▶ _TEXTAUSSCHNITT_:
Abzuzinsen waren somit unverzinsliche Verbindlichkeiten mit einer Restlaufzeit von mehr als 12 Monaten, die nicht aus Anzahlungen oder Vorausleistungen herrührten.
Von der Regelung werden nicht nur Geldschulden, sondern auch andere Verbindlichkeiten, insbesondere Sachleistungsverpflichtungen, erfasst.
Zur Abzinsung von Verbindlichkeiten hatte die Finanzverwaltung eingehend Stellung genommen. Vgl. auch § 6 EStG Rz. 364ff.
Rz. 506
Unverzinslich ist eine Verbindlichkeit, wenn der Schuldner dem Gläubiger kein Entgelt für die zeitweise Überlassung des Kapitals schuldet. Das Entgelt kann in Zinsen, aber auch in einem Damnum oder in Abschluss- und Bearbeitungsgebühren bestehen. Denn aus der (für die Beurteilung des Entgeltscharakters wesentlichen) Sicht des Schuldners sind alle Zahlungen, die er neben der Rückzahlung des Verfügungsbetrags zu leisten hat, Gegenleistungen für die Zurverfügungstellung des Kapitals, auch wenn etwa die Bearbeitungsgebühr für den Gläubiger den Charakter eines Kostenersatzes für die erforderliche Bearbeitung des Darlehens hat.

▶ _EXTRAHIERTE DATENSÄTZE_:
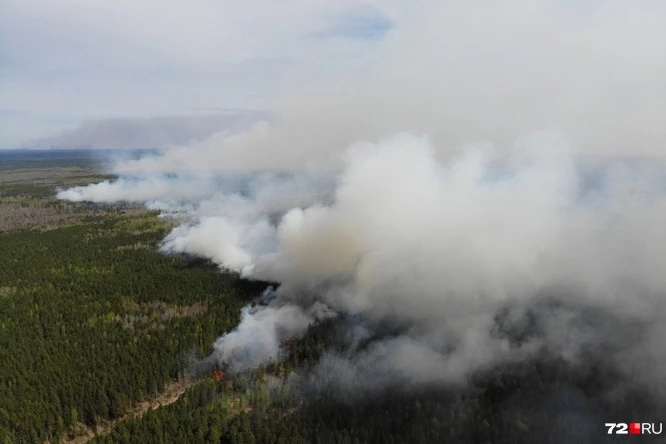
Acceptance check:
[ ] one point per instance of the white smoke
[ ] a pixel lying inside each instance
(438, 250)
(435, 243)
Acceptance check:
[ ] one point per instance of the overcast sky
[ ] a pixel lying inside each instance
(80, 72)
(70, 62)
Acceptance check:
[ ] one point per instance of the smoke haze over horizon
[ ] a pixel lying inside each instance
(499, 171)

▶ _ZU BEANTWORTENDE FRAGEN_:
1. Stimmen die folgenden Aussagen mit dem Textausschnitt überein? Antworte jeweils mit Ja oder Nein und belege dies mit einem wörtlichen Zitat. (a) Die Regelung erfasst ausschließlich Geldschulden. (b) Das Entgelt kann auch in einem Damnum bestehen. (c) Abzuzinsen waren Verbindlichkeiten mit einer Restlaufzeit von weniger als 12 Monaten.
2. Gib bitte einen Abschnitt aus dem Textausschnitt wörtlich wieder. Beginne bei den Worten „Von der Regelung“ und höre nach „EStG Rz. 364ff.“ auf.
3. Zähle alle Formen auf, in denen nach dem Textausschnitt das Entgelt für die Überlassung des Kapitals bestehen kann.
Die Datensätze haben mit dem Textausschnitt nichts zu tun.

▶ _ANTWORTEN_:
1.
(a) Nein: „Von der Regelung werden nicht nur Geldschulden, sondern auch andere Verbindlichkeiten, insbesondere Sachleistungsverpflichtungen, erfasst.“
(b) Ja: „Das Entgelt kann in Zinsen, aber auch in einem Damnum oder in Abschluss- und Bearbeitungsgebühren bestehen.“
(c) Nein: „mit einer Restlaufzeit von mehr als 12 Monaten“

2.
Von der Regelung werden nicht nur Geldschulden, sondern auch andere Verbindlichkeiten, insbesondere Sachleistungsverpflichtungen, erfasst.
Zur Abzinsung von Verbindlichkeiten hatte die Finanzverwaltung eingehend Stellung genommen. Vgl. auch § 6 EStG Rz. 364ff.

3. Zinsen, Damnum, Abschlussgebühren, Bearbeitungsgebühren